[[ Materials provided, beginning ]]
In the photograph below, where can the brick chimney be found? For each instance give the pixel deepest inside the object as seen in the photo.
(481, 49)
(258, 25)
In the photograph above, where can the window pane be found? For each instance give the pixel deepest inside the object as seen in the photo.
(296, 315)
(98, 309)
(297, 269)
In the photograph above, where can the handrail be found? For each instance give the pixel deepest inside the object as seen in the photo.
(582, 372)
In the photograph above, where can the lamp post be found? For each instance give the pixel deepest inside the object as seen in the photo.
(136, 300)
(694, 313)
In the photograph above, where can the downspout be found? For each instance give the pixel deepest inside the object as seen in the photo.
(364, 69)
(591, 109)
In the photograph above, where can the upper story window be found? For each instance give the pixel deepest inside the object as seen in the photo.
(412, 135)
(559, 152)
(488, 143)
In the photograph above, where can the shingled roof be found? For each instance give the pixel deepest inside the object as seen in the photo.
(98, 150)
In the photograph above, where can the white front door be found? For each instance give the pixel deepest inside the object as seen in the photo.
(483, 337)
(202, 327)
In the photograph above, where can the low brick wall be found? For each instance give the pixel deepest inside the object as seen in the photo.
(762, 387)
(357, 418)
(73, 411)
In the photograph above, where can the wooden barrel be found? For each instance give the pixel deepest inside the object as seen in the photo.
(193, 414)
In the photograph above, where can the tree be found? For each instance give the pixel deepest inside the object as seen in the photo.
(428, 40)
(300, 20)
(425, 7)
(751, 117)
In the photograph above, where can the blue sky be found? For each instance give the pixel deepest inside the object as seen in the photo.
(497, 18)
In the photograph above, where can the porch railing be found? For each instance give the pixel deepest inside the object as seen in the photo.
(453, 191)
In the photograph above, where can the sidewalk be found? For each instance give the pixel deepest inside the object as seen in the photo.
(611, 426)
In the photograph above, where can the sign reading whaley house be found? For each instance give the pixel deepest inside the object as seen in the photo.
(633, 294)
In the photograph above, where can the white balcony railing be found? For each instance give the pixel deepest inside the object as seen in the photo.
[[ Materials provided, end ]]
__Requirement__.
Reproduce each entry precisely, so that nothing differs from the original.

__Reply to the exercise__.
In the photograph below, where can the brick chimney be found? For each instance give the pixel deepest inside the object as seen in the photo.
(481, 49)
(258, 25)
In the photograph above, where can the window pane be found? For each instance give the pixel deepest inside the object as seen in the photo.
(296, 315)
(98, 309)
(297, 269)
In the photograph above, where can the handrail be found? For each instance give the pixel deepest inside the object as seen in the photo.
(582, 372)
In the photograph above, where can the lamp post be found? For each instance give the pixel deepest inside the object as seen in the photo.
(136, 300)
(694, 313)
In the photograph above, where can the downspout be found? For each instance give the pixel deepest inside the object as seen in the photo.
(364, 69)
(591, 109)
In the photograph above, where can the upper story window be found? For each instance give the pixel deepest inside the object as seen in the photo.
(412, 135)
(559, 152)
(488, 143)
In the photograph above, where can the shingled roof be found? For each instance give the pixel deepest inside the object as seen in the photo.
(98, 150)
In the photograph above, where can the white front door be found? For each instance give the pixel deepest inside the object as seen in the photo.
(483, 337)
(202, 327)
In the photograph above, where can the low brick wall be found? For each instance give the pixel deepest inside the object as seen in the photo.
(762, 387)
(357, 418)
(73, 411)
In the photograph above, where can the wooden barrel be found? For each instance give the pixel deepest inside the object as seen in the photo.
(193, 414)
In the photograph above, where can the tree be found? For each instance give the pixel deepest inside the object as seen in the photo.
(428, 40)
(300, 20)
(425, 7)
(751, 117)
In the photograph above, where can the blue sky be found? For each instance give the pixel deepest inside the object as seen in the photo.
(497, 18)
In the photograph above, where can the porch railing be found? For each instance give the pixel deepest inside the object as seen in the photo.
(453, 191)
In the photograph above, where can the sidewalk be found? For each instance give the pixel deepest inside the object as seen in the photo.
(611, 426)
In the photograph above, where can the sign reading whaley house be found? For each instance give the pixel deepest inside the object as seen in the photo.
(633, 294)
In the photograph above, where can the white balcony railing be found? For each instance give the pixel deepest inside the object as seen in the photo.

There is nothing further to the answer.